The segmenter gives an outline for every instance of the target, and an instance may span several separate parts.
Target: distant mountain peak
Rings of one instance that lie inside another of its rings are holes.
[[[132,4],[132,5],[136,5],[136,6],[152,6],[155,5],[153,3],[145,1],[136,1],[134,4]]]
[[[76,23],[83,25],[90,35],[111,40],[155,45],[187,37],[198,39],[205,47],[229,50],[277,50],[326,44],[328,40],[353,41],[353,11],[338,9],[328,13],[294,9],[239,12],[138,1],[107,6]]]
========================================
-- Short task --
Rewrite all the material with every "instance" changed to "object", keeping everything else as it is.

-- Full response --
The segmenter gives an outline for every object of the target, and an object may span several separate parts.
Target: distant mountain peak
Rings of one object that lie inside another of its rings are holes.
[[[132,4],[132,5],[136,5],[136,6],[152,6],[155,5],[153,3],[145,1],[136,1],[134,4]]]
[[[76,23],[83,25],[90,35],[111,40],[155,45],[187,37],[198,39],[205,47],[229,50],[277,50],[326,44],[328,40],[353,41],[353,11],[338,9],[328,13],[294,9],[239,12],[138,1],[107,6]]]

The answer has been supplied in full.